Given exercise
Can you reproduce, word for word and in full, the forum thread below about finding a six-string bass for under $600?

[start Text block]

# 6 string Bass on a 600 dollar budget



## Thallkenbrack (Apr 30, 2012)

Hey guys. This is my first post, so forgive me for possibly being redundant or not knowing my stuff.

I'm looking for a good 6-string bass for under 600 bucks. I haven't really found anything that's caught my eye yet, apart from the LTD B-206SM  (haven't heard anything negative about it yet, and I love spalted maple, so bonus!)

Any recommendations? 
(in case anyone is wondering, it's for metal, so the faster the neck, the better).


----------



## Metal_Webb (Apr 30, 2012)

Schecter Stiletto 6 Custom - Natural Finish 

One of these bad boys. They do come in black as well and from what I understand, they are a good deal for the price.

In a couple of months when I have the money....one will be mine


----------



## TheDuatAwaits (Apr 30, 2012)

Brice Defiant 6 Lizard Burst - RondoMusic.com

I wish i had one of these.


----------



## davisjom (Apr 30, 2012)

In my mind you only have two options that are worth a damn. (unless i really missed something)

1) ESP LTD B-206SM ESP LTD B-206SM 6-String Bass | GuitarCenter (you already knew about that one)

2) ESP LTD D-6 ESP LTD D-6 6-String Bass Guitar | GuitarCenter

Differences? D-6 is a 34" scale, neck-thru and different woods

I would get the D-6 because of the neck-thru. But i also havent played any ESP bolts. So if you don't care about how the neck is joined, it basically comes down to whether or not you want the 34" or the 35" scale.

(You should try to play them both, thats the best way to figure out what bass is right for you)


----------



## oracles (May 1, 2012)

[end Text block]
[start Data supplied]

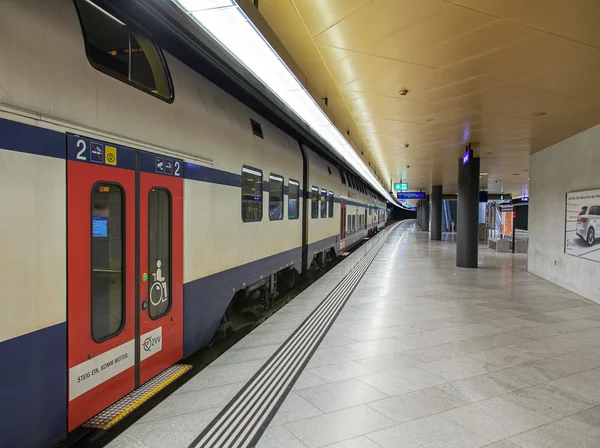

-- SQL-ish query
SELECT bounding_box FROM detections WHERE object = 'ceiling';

[238,0,600,195]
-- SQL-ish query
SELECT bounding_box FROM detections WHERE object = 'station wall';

[528,125,600,303]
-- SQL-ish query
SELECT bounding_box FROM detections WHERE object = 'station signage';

[396,191,425,199]
[394,182,408,191]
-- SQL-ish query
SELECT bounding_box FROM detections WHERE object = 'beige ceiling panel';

[315,0,449,50]
[451,0,600,47]
[317,45,354,65]
[368,6,498,63]
[292,0,371,37]
[448,0,548,18]
[251,0,600,194]
[446,30,600,98]
[420,21,534,72]
[330,53,397,86]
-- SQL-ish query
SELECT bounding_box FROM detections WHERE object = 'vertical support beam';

[431,185,442,241]
[456,157,480,268]
[423,195,429,232]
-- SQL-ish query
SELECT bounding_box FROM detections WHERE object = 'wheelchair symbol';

[149,260,169,306]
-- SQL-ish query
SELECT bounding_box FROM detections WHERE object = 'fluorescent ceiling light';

[173,0,399,205]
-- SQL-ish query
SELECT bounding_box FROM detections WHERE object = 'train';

[0,0,388,447]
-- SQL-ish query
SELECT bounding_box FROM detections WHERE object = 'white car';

[577,205,600,246]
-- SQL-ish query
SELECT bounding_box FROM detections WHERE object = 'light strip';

[85,0,126,26]
[172,0,400,206]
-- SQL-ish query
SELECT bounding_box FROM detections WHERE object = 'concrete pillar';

[456,157,480,268]
[423,195,429,232]
[431,185,442,241]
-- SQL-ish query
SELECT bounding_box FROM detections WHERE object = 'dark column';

[423,196,429,232]
[456,158,479,268]
[431,185,442,241]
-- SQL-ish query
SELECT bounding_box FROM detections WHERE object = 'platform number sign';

[154,157,165,174]
[67,134,136,169]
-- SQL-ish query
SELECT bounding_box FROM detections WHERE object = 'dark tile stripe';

[190,222,400,448]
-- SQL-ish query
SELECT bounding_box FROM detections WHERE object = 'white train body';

[0,0,385,447]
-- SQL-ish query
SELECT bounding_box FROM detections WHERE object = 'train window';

[75,0,173,102]
[148,188,171,319]
[269,173,283,221]
[242,166,262,222]
[90,183,125,342]
[327,191,333,218]
[288,179,300,219]
[310,186,319,219]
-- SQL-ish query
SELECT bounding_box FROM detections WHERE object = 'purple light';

[463,149,471,165]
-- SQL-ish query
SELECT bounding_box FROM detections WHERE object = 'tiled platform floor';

[111,223,600,448]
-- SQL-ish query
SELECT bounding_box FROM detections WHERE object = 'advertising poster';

[565,190,600,261]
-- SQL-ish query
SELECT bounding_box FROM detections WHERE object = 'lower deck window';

[327,191,333,218]
[269,174,283,221]
[310,187,319,219]
[288,179,300,219]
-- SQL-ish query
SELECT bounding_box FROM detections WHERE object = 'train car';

[0,0,385,447]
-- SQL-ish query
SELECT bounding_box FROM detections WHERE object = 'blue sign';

[154,157,165,174]
[90,142,104,163]
[463,149,473,165]
[396,191,425,199]
[92,216,108,238]
[165,159,173,176]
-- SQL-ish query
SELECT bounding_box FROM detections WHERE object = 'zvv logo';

[142,336,161,352]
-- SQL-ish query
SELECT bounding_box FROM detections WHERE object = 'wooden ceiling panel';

[290,0,371,37]
[315,0,448,50]
[449,0,600,48]
[250,0,600,194]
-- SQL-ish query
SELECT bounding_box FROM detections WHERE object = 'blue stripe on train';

[0,322,67,448]
[0,118,66,159]
[0,118,384,210]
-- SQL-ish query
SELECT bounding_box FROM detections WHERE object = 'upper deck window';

[75,0,173,102]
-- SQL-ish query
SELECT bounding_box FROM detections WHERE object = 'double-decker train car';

[0,0,387,447]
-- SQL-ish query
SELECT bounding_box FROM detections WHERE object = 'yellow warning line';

[86,364,192,430]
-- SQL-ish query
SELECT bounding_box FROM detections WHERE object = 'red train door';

[139,152,183,384]
[340,202,346,252]
[67,135,183,431]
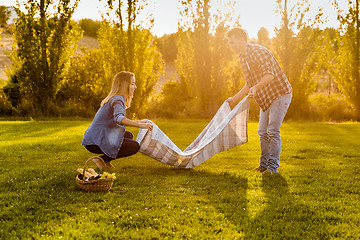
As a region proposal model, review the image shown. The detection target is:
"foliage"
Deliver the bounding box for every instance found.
[272,0,321,119]
[334,0,360,120]
[56,48,108,117]
[0,6,11,27]
[79,18,101,38]
[156,33,178,63]
[169,0,240,117]
[99,0,163,116]
[4,0,81,115]
[0,120,360,240]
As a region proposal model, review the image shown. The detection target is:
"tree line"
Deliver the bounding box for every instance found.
[0,0,360,121]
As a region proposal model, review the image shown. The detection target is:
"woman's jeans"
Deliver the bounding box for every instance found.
[258,93,292,173]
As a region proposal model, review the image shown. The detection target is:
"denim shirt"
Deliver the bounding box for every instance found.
[81,95,126,158]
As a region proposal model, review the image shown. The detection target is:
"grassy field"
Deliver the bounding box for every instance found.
[0,121,360,239]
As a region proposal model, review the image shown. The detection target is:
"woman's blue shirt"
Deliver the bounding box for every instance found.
[81,95,126,158]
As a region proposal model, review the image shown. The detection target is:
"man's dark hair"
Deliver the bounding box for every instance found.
[225,27,248,42]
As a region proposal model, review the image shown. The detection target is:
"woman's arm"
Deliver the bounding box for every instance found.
[121,118,152,130]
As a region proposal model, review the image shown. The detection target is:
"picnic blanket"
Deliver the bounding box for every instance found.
[136,97,249,168]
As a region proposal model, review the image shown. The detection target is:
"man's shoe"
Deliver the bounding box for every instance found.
[262,169,279,175]
[253,167,266,172]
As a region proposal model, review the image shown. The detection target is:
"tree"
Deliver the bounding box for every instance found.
[257,27,271,47]
[175,0,239,117]
[272,0,322,118]
[0,6,11,27]
[334,0,360,120]
[8,0,81,115]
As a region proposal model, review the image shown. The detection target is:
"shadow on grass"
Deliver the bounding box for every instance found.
[239,175,328,239]
[1,165,327,239]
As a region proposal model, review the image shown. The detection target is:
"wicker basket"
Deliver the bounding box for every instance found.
[76,157,114,192]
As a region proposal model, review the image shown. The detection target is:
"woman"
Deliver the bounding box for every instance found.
[81,71,152,170]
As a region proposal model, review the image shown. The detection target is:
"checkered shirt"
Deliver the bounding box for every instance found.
[240,44,292,111]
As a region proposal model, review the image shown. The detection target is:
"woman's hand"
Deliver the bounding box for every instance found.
[139,121,152,131]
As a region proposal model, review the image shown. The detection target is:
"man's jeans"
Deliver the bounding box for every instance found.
[258,93,292,173]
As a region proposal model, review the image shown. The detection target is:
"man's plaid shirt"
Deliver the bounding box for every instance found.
[240,44,292,111]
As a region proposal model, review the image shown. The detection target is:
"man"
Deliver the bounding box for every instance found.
[226,28,292,174]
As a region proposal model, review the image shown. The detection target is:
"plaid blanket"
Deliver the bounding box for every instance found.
[136,97,249,168]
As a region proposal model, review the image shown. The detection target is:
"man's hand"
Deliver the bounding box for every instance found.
[226,97,236,109]
[140,122,152,131]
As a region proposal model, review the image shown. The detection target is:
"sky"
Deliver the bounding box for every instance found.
[0,0,347,38]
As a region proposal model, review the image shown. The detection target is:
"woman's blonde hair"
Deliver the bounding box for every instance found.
[100,71,135,108]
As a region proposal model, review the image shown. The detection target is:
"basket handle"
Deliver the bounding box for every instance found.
[82,156,106,182]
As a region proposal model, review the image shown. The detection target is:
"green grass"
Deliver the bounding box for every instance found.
[0,121,360,239]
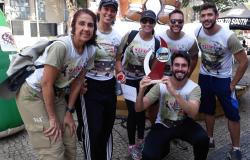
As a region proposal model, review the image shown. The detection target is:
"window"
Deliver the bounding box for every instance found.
[10,0,30,20]
[36,0,45,20]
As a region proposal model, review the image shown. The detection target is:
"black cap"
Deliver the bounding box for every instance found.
[99,0,118,11]
[140,10,156,21]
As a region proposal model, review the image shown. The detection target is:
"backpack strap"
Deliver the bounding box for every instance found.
[196,26,202,40]
[154,37,160,53]
[122,30,139,54]
[159,83,168,107]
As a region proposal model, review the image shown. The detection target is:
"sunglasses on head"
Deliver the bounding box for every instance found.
[170,19,184,24]
[141,18,155,24]
[102,0,117,3]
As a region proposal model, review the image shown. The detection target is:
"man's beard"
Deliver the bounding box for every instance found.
[173,71,188,81]
[203,20,216,29]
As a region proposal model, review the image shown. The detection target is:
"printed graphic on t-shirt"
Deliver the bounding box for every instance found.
[168,43,189,53]
[160,93,185,121]
[199,38,225,72]
[90,40,117,77]
[124,41,153,78]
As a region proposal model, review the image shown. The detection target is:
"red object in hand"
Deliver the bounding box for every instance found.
[117,74,124,81]
[148,60,165,80]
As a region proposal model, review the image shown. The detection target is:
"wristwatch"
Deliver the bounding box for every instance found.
[66,107,76,113]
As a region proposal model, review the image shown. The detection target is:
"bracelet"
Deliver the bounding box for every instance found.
[66,107,76,113]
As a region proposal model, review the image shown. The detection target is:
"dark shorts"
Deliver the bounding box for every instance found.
[198,74,240,121]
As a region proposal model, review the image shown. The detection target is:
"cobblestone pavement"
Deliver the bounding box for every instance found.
[0,57,250,160]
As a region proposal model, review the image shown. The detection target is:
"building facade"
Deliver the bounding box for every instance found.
[0,0,68,37]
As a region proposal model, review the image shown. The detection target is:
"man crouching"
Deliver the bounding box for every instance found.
[135,52,209,160]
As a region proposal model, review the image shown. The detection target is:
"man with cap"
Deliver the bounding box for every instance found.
[116,10,159,160]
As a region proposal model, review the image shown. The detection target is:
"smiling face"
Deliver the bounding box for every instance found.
[172,57,189,81]
[140,18,156,33]
[98,5,117,25]
[169,13,184,33]
[200,8,219,29]
[74,13,94,43]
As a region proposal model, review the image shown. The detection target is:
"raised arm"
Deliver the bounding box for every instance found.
[135,76,153,112]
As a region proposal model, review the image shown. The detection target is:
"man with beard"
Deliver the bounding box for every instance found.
[135,52,209,160]
[196,3,248,160]
[156,9,199,75]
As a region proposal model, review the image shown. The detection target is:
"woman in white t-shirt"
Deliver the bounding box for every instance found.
[16,9,97,160]
[116,10,159,159]
[82,0,121,160]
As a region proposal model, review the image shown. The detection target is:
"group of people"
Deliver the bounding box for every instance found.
[16,0,248,160]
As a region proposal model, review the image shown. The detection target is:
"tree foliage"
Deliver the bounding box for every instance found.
[182,0,247,12]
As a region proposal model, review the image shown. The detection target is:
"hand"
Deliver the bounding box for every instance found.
[43,118,62,142]
[230,82,235,91]
[140,76,152,89]
[63,112,76,136]
[161,76,177,96]
[80,80,88,94]
[116,71,126,84]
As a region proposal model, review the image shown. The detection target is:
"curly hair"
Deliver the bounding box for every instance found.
[71,8,97,45]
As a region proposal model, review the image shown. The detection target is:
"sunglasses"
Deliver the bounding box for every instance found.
[141,18,155,24]
[170,19,184,24]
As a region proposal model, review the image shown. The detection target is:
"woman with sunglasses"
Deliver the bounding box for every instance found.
[82,0,121,160]
[116,10,159,160]
[156,9,199,76]
[16,9,97,160]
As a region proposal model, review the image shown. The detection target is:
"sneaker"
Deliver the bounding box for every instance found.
[209,140,215,149]
[227,149,241,160]
[128,145,142,160]
[136,139,144,152]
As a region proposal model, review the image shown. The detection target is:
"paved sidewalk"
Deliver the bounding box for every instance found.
[0,57,250,160]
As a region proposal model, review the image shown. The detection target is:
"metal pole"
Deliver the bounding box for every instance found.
[35,0,40,39]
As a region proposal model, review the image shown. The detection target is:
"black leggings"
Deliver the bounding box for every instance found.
[125,80,145,145]
[83,78,116,160]
[142,118,209,160]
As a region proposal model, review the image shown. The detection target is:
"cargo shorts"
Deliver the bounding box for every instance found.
[16,82,76,160]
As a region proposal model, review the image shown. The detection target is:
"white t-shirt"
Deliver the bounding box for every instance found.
[122,32,155,80]
[86,29,121,81]
[146,80,201,127]
[26,36,95,91]
[156,31,195,53]
[195,27,243,78]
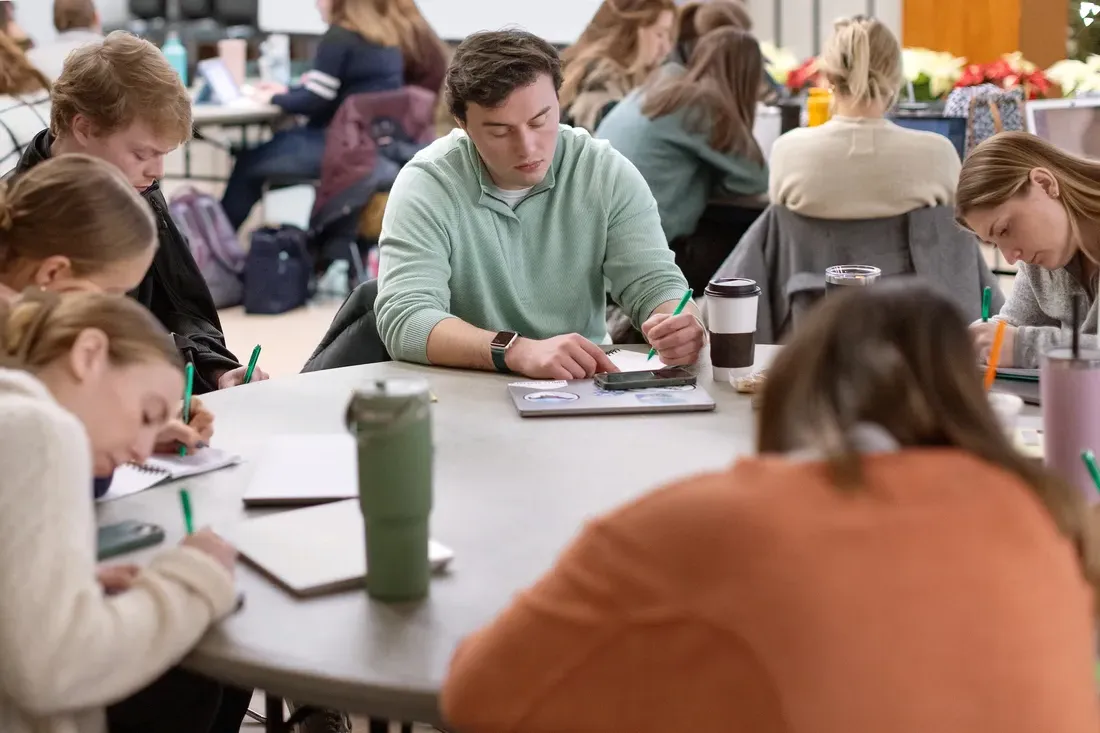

[end Data supplied]

Correct answer
# 6 string Bass on a 600 dollar budget



## Thallkenbrack (Apr 30, 2012)

Hey guys. This is my first post, so forgive me for possibly being redundant or not knowing my stuff.

I'm looking for a good 6-string bass for under 600 bucks. I haven't really found anything that's caught my eye yet, apart from the LTD B-206SM  (haven't heard anything negative about it yet, and I love spalted maple, so bonus!)

Any recommendations? 
(in case anyone is wondering, it's for metal, so the faster the neck, the better).


----------



## Metal_Webb (Apr 30, 2012)

Schecter Stiletto 6 Custom - Natural Finish 

One of these bad boys. They do come in black as well and from what I understand, they are a good deal for the price.

In a couple of months when I have the money....one will be mine


----------



## TheDuatAwaits (Apr 30, 2012)

Brice Defiant 6 Lizard Burst - RondoMusic.com

I wish i had one of these.


----------



## davisjom (Apr 30, 2012)

In my mind you only have two options that are worth a damn. (unless i really missed something)

1) ESP LTD B-206SM ESP LTD B-206SM 6-String Bass | GuitarCenter (you already knew about that one)

2) ESP LTD D-6 ESP LTD D-6 6-String Bass Guitar | GuitarCenter

Differences? D-6 is a 34" scale, neck-thru and different woods

I would get the D-6 because of the neck-thru. But i also havent played any ESP bolts. So if you don't care about how the neck is joined, it basically comes down to whether or not you want the 34" or the 35" scale.

(You should try to play them both, thats the best way to figure out what bass is right for you)


----------



## oracles (May 1, 2012)